### [TEXT]
************

The James Cook cruise brought together biologists and geochemists looking for living and mineral riches of the Clarion-Clipperton fracture zone. With every Hybis photographic dive each of us is expecting different miracles: biologists – oasis of micro- and macro fauna; geochemists – oasis of big (even huge!) nodules.
Yesterday the Ocean gave us an amazing gift – a trawl full of samples! Of course, it would be impossible without help of our professional engineers, technicians, crew and new bathymetry data. And now, when the catch is in the Deck Lab, you can clearly identify who is who! If you see people passionately looking for a shark tooth (Megalodon?), shrimps and sponges than you have a deal with life scientists. If you see someone carefully observing each nodule, choosing perfect forms, shapes and structure, than you have found me. What is a main interest for me as an organic geochemist? I am keen to find answer the questions: Where does the organic matter come from? What are the actual roles of organic matter in the formation, mobilisation or accumulation elements in the obtained Fe-Mn nodules? Organic compounds can react with metals through a variety of redox and other processes, and may influence physicochemical properties important to mineralisation (e.g., pH; mineral solubilities, precipitation temperatures, rock porosity).
Half of the cruise is left, and I feel that many more discoveries are yet to come!
One of the goals of RRS James Cook cruise 120 is to sample and describe the communities of animals living on the seafloor of this seabed mining reserve area. There are several ways you can approach this for deep-sea biology: to sample large animals living on the sea surface (called megafauna) we use photographic techniques and trawls. When it comes to the animals that are too fragile for trawling, too small to see in videos, or live beneath the sediment surface, we take samples of sediment and sieve them until we are left with the animals.

************

### [PROBLEM TO WORK ON]
Write out the cruise text again, starting at the words "One of the goals" and stopping after "with the animals.", and rename "trawls" to "dredges" wherever it occurs.

### [DATASET ENTRIES]
************

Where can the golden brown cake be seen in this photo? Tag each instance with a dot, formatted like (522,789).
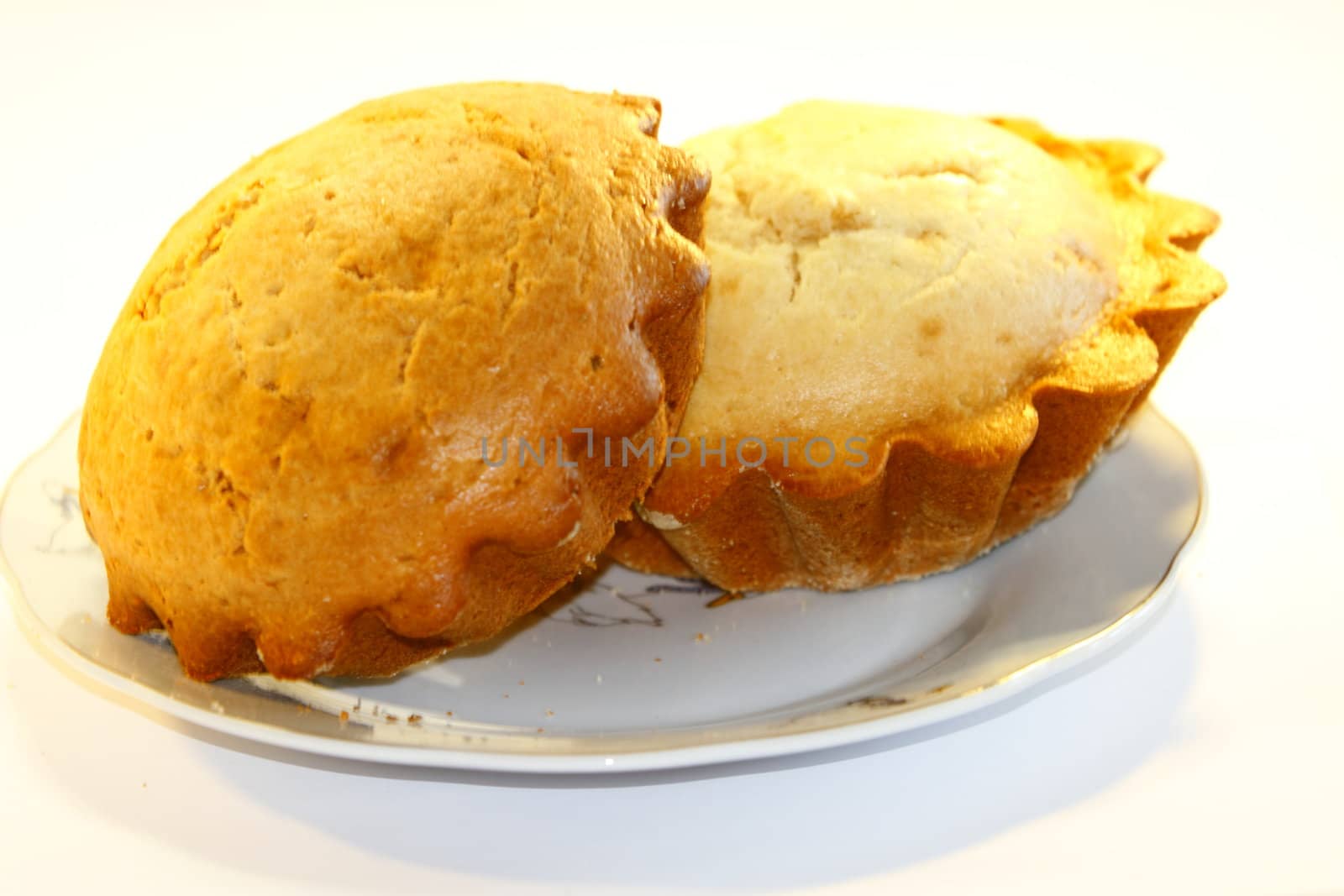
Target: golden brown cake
(281,454)
(954,315)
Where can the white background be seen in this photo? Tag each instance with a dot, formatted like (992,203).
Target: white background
(1203,758)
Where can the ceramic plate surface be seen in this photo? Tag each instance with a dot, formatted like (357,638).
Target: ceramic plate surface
(632,672)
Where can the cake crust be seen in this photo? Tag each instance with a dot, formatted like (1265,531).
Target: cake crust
(281,452)
(937,493)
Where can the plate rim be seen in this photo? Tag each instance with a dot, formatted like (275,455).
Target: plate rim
(764,746)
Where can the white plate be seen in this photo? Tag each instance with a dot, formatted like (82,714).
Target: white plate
(636,672)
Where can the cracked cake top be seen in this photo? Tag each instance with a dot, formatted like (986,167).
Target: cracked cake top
(877,268)
(281,449)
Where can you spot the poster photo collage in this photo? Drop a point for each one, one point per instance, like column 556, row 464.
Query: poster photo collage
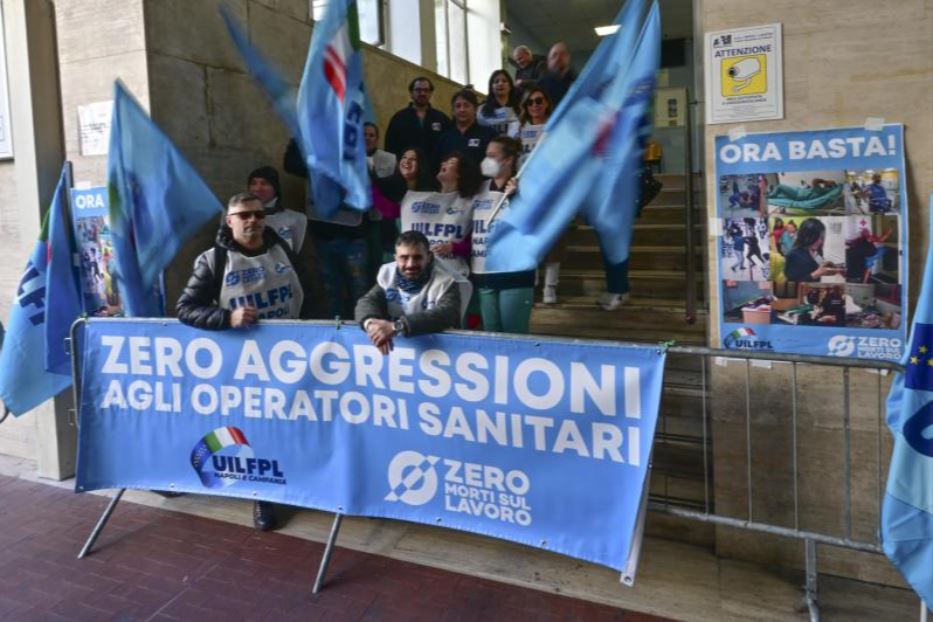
column 812, row 248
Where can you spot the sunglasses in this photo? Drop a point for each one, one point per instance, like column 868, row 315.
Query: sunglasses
column 246, row 215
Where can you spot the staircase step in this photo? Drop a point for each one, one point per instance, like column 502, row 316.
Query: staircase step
column 663, row 211
column 641, row 257
column 663, row 284
column 580, row 317
column 646, row 234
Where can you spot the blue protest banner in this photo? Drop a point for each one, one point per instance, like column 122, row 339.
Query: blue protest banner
column 542, row 443
column 812, row 241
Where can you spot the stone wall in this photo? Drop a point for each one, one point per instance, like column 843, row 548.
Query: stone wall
column 834, row 75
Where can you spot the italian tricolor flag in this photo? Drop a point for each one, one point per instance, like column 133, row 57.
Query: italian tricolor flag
column 225, row 437
column 346, row 41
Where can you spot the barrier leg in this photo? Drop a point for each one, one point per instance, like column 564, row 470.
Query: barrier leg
column 811, row 588
column 101, row 523
column 328, row 551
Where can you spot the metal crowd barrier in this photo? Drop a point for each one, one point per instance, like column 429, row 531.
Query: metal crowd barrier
column 743, row 512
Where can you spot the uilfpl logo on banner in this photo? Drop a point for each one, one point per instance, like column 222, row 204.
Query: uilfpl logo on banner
column 746, row 339
column 224, row 456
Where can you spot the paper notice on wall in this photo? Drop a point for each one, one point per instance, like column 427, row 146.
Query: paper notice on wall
column 744, row 75
column 94, row 127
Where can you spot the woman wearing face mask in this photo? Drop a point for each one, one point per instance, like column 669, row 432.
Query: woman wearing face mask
column 536, row 110
column 466, row 135
column 500, row 110
column 805, row 261
column 505, row 298
column 445, row 217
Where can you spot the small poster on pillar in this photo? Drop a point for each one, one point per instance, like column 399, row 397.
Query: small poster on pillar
column 812, row 242
column 95, row 250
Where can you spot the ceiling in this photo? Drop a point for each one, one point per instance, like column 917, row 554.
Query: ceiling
column 572, row 21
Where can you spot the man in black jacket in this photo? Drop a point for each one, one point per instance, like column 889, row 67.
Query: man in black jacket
column 250, row 274
column 418, row 124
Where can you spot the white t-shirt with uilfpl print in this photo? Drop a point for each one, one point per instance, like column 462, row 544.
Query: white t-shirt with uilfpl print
column 484, row 204
column 442, row 217
column 503, row 120
column 530, row 135
column 267, row 282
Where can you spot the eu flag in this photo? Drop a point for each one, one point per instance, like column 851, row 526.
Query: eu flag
column 62, row 279
column 907, row 511
column 332, row 105
column 157, row 201
column 24, row 381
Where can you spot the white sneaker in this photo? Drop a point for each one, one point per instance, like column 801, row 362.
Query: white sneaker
column 611, row 302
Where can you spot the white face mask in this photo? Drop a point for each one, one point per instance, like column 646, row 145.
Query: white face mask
column 490, row 167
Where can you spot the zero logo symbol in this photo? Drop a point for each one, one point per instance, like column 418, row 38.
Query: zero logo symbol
column 412, row 478
column 841, row 345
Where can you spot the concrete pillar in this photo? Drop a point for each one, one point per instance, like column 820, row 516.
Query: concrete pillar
column 35, row 110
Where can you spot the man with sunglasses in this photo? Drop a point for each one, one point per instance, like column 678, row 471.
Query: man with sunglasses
column 418, row 124
column 250, row 274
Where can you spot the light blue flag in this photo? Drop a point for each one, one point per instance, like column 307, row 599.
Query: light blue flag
column 907, row 512
column 609, row 60
column 62, row 279
column 157, row 201
column 276, row 88
column 582, row 163
column 552, row 187
column 332, row 106
column 24, row 382
column 614, row 204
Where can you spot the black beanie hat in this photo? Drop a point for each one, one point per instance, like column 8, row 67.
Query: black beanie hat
column 269, row 174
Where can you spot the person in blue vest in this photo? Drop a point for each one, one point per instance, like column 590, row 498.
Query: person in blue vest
column 250, row 274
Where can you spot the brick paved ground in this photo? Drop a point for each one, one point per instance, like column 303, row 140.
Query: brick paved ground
column 153, row 564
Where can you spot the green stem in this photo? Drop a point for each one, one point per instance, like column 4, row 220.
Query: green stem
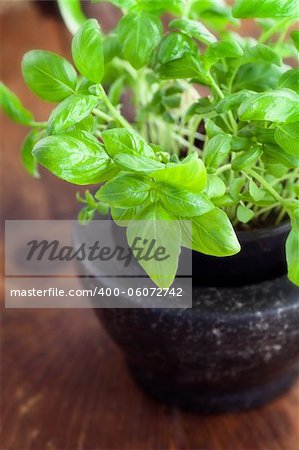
column 117, row 116
column 38, row 124
column 266, row 185
column 223, row 169
column 233, row 124
column 102, row 115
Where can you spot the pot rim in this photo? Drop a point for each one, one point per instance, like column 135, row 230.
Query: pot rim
column 273, row 230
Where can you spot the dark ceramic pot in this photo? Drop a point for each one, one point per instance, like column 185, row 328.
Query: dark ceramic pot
column 237, row 348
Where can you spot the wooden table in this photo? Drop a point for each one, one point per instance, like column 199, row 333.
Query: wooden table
column 64, row 384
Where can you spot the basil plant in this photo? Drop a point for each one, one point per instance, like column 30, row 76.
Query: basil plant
column 214, row 137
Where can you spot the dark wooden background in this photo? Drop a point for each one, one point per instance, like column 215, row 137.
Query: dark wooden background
column 64, row 385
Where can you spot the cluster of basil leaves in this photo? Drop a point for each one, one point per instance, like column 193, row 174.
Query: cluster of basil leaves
column 248, row 167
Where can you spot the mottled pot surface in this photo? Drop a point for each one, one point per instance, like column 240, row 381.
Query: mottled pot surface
column 237, row 348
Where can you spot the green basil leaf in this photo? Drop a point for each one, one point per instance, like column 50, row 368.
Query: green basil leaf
column 278, row 155
column 233, row 100
column 236, row 187
column 48, row 75
column 125, row 191
column 76, row 157
column 256, row 193
column 224, row 49
column 12, row 106
column 85, row 215
column 281, row 105
column 28, row 159
column 186, row 67
column 247, row 158
column 156, row 225
column 257, row 77
column 194, row 29
column 212, row 234
column 287, row 136
column 292, row 255
column 162, row 6
column 225, row 201
column 116, row 90
column 111, row 47
column 216, row 151
column 71, row 111
column 261, row 53
column 182, row 202
column 121, row 140
column 132, row 163
column 290, row 80
column 202, row 106
column 215, row 187
column 122, row 216
column 244, row 214
column 257, row 131
column 87, row 51
column 240, row 143
column 266, row 8
column 212, row 129
column 295, row 36
column 139, row 33
column 86, row 124
column 174, row 46
column 189, row 174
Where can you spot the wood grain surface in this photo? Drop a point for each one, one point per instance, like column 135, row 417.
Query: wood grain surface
column 64, row 385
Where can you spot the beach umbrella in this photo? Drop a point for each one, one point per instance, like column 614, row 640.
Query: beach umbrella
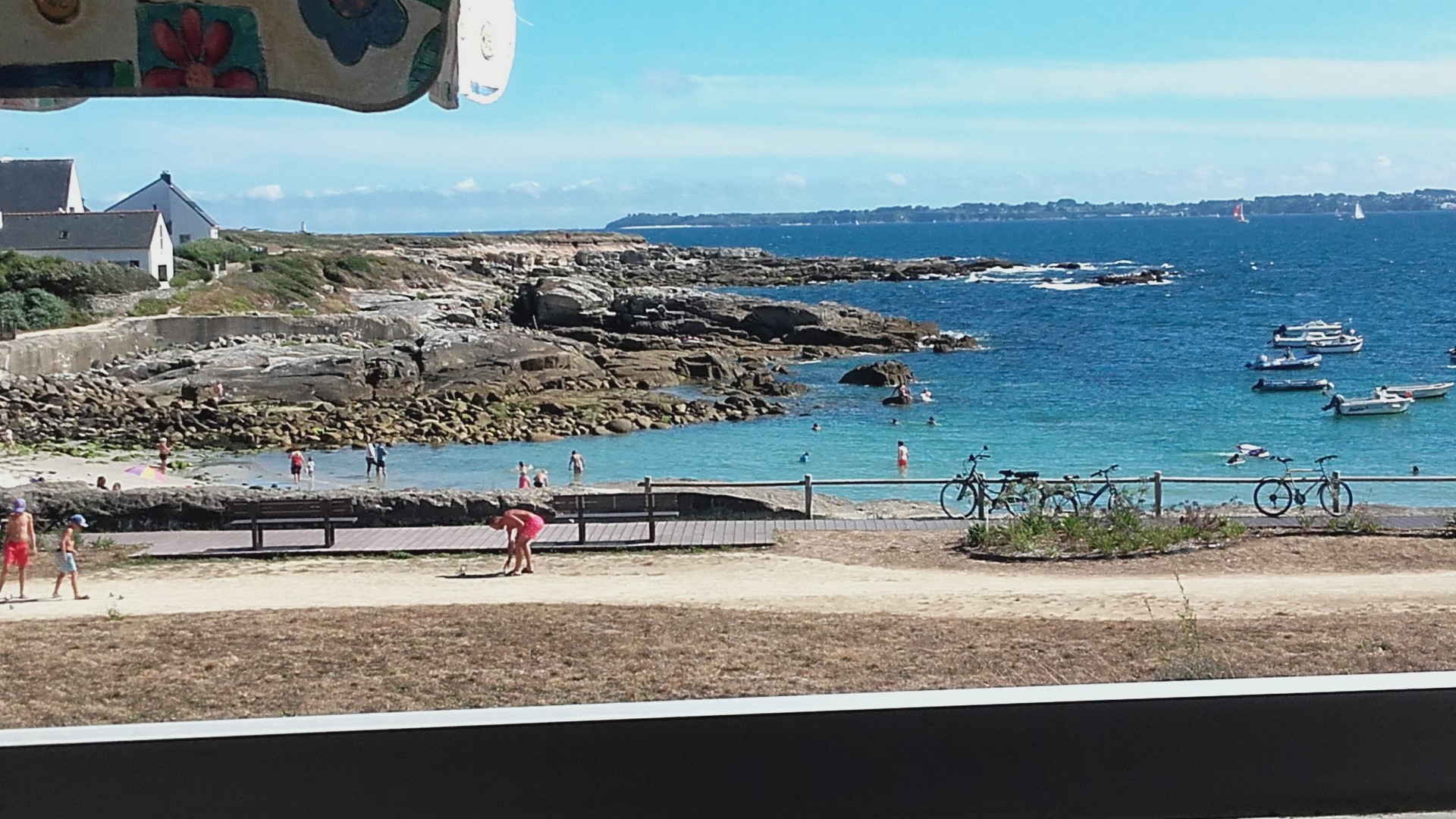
column 147, row 472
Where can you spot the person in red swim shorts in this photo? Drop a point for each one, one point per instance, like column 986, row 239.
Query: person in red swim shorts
column 19, row 542
column 522, row 528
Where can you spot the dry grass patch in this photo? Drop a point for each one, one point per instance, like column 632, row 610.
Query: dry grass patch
column 363, row 661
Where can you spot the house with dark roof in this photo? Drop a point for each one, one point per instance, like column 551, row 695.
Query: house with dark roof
column 127, row 238
column 185, row 221
column 39, row 186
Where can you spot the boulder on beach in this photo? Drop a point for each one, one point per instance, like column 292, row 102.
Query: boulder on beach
column 880, row 373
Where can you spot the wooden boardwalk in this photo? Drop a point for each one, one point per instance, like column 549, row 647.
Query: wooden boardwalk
column 443, row 539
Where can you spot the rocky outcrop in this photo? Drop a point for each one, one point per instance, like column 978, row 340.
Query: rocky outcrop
column 1141, row 278
column 880, row 373
column 704, row 315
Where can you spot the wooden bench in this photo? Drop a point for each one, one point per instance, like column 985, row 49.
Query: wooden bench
column 290, row 513
column 626, row 507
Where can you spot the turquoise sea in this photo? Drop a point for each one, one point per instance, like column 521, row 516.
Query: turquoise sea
column 1072, row 378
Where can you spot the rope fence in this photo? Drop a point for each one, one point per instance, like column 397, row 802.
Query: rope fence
column 1156, row 482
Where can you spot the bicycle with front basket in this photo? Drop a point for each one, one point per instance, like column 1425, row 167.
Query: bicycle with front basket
column 1273, row 496
column 1015, row 493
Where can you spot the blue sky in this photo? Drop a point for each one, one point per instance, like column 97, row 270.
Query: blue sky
column 711, row 105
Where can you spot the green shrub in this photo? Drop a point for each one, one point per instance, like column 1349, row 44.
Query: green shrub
column 36, row 309
column 152, row 308
column 71, row 280
column 1103, row 532
column 215, row 251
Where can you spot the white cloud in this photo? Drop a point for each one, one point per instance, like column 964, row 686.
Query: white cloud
column 669, row 83
column 267, row 193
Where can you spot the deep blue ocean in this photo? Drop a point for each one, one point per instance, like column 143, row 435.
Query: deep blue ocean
column 1075, row 378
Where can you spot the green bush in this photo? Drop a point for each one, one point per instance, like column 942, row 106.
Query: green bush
column 152, row 308
column 215, row 251
column 36, row 309
column 71, row 280
column 1101, row 532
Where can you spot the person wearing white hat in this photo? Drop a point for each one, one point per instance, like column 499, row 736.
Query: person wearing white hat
column 19, row 542
column 66, row 557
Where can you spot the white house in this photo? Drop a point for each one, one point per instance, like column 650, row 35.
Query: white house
column 39, row 186
column 127, row 238
column 185, row 221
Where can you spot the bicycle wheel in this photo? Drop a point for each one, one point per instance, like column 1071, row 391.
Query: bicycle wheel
column 1273, row 497
column 959, row 499
column 1059, row 503
column 1329, row 493
column 1117, row 502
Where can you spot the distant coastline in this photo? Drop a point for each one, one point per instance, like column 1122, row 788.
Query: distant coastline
column 1331, row 205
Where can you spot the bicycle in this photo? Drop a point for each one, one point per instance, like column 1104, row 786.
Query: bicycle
column 1017, row 493
column 1072, row 497
column 1273, row 496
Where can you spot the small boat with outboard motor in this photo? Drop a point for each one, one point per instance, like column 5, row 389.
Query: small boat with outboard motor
column 1379, row 403
column 1337, row 344
column 1292, row 385
column 1288, row 362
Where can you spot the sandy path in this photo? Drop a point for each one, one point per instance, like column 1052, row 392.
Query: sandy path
column 733, row 580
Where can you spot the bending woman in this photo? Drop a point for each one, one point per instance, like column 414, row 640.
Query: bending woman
column 522, row 529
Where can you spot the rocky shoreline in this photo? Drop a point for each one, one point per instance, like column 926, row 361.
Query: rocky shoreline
column 528, row 338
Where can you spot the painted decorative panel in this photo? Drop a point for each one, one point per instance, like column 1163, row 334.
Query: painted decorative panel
column 360, row 55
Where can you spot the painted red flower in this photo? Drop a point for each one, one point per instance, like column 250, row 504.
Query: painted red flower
column 196, row 53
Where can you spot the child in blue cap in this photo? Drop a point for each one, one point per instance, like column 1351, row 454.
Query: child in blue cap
column 66, row 557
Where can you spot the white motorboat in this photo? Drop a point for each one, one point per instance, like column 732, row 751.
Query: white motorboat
column 1338, row 344
column 1329, row 328
column 1288, row 362
column 1302, row 338
column 1420, row 390
column 1378, row 404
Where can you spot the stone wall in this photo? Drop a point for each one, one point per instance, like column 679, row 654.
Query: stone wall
column 74, row 350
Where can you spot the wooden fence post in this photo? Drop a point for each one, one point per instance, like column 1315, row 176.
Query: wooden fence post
column 651, row 506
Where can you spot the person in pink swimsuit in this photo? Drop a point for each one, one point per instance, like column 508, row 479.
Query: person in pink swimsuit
column 522, row 528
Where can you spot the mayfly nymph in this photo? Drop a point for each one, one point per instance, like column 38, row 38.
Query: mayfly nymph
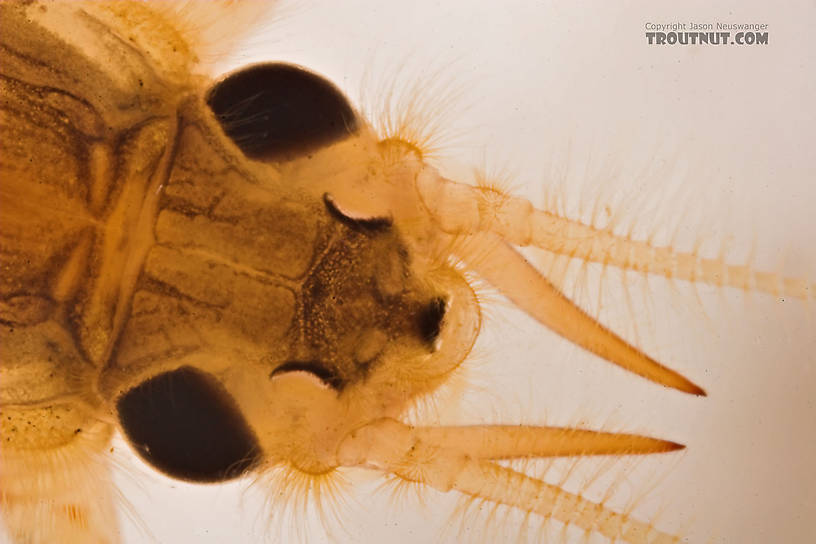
column 241, row 274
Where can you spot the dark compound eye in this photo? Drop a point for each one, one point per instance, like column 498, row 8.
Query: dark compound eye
column 429, row 320
column 277, row 112
column 185, row 424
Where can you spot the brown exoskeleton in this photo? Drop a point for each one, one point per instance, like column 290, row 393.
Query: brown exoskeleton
column 238, row 288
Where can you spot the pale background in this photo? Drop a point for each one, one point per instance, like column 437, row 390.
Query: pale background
column 567, row 97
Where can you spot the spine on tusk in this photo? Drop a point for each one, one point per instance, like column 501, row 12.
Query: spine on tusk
column 462, row 209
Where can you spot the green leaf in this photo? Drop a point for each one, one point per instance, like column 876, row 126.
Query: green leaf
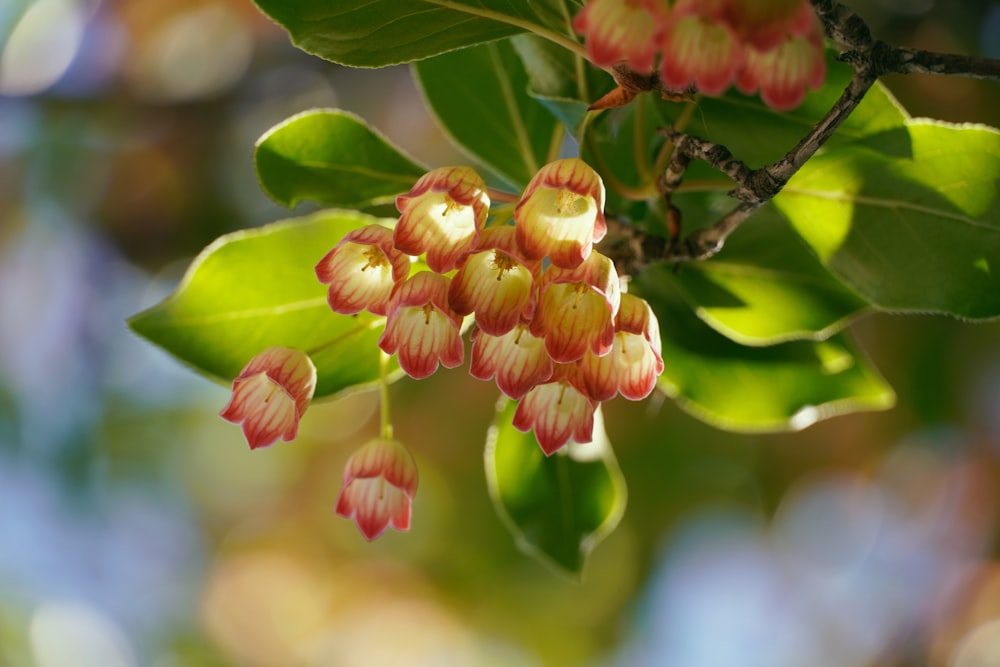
column 765, row 288
column 376, row 33
column 909, row 218
column 752, row 389
column 561, row 80
column 480, row 98
column 333, row 158
column 558, row 507
column 256, row 288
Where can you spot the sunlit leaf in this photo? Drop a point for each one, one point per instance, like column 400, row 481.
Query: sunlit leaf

************

### [YOUR SOLUTION]
One of the goals of RRS James Cook cruise 120 is to sample and describe the communities of animals living on the seafloor of this seabed mining reserve area. There are several ways you can approach this for deep-sea biology: to sample large animals living on the sea surface (called megafauna) we use photographic techniques and dredges. When it comes to the animals that are too fragile for trawling, too small to see in videos, or live beneath the sediment surface, we take samples of sediment and sieve them until we are left with the animals.